Extracted data entries:

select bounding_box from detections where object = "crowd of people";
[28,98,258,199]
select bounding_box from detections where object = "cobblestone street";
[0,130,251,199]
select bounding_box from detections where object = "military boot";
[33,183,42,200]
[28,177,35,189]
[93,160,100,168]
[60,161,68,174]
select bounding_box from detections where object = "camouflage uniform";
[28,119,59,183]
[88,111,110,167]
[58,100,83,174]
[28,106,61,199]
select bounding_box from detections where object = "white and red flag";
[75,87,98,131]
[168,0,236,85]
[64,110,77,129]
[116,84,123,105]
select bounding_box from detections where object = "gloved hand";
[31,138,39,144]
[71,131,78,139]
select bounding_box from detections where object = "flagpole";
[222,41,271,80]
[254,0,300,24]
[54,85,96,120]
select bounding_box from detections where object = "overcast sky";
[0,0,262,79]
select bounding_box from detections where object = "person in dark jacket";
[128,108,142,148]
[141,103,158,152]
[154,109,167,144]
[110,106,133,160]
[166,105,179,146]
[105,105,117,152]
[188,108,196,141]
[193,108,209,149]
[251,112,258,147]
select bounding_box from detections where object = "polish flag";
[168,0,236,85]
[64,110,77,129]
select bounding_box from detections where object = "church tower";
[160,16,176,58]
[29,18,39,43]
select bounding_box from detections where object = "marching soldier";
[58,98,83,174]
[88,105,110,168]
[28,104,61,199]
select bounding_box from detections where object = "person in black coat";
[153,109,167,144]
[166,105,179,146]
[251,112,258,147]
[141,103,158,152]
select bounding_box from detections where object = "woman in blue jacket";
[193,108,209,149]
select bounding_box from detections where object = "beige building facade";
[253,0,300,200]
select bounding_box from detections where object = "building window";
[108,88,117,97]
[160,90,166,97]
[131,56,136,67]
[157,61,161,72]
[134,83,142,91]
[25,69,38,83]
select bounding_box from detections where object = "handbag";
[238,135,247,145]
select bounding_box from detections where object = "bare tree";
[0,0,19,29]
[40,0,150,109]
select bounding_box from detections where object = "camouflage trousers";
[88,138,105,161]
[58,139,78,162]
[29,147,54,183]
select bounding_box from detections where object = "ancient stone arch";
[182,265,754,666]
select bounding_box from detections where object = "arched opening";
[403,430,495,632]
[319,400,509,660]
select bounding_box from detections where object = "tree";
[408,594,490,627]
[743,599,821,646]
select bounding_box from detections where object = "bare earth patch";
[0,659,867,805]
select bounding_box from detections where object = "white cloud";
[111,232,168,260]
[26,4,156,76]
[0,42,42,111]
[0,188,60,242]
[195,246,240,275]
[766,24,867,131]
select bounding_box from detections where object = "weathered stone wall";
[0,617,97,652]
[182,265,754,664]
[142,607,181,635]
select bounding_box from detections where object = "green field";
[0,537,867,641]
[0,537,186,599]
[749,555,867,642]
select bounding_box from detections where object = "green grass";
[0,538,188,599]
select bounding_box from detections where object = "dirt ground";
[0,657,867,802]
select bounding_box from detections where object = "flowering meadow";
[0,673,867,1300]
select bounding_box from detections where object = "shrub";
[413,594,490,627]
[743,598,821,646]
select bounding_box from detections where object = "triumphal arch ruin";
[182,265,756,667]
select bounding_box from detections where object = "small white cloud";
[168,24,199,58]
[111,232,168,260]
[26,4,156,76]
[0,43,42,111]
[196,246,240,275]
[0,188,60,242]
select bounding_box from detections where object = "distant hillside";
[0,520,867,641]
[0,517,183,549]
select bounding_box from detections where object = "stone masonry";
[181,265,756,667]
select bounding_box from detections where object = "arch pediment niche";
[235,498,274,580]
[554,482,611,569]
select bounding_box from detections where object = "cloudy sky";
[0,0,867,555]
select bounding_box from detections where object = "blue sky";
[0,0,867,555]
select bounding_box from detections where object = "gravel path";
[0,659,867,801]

▶ _THE TASK_
Counting only case-sensitive matches, how many lines of the entries contain the word "green"? Reply with the number alone.

▶ _THE OUTPUT_
2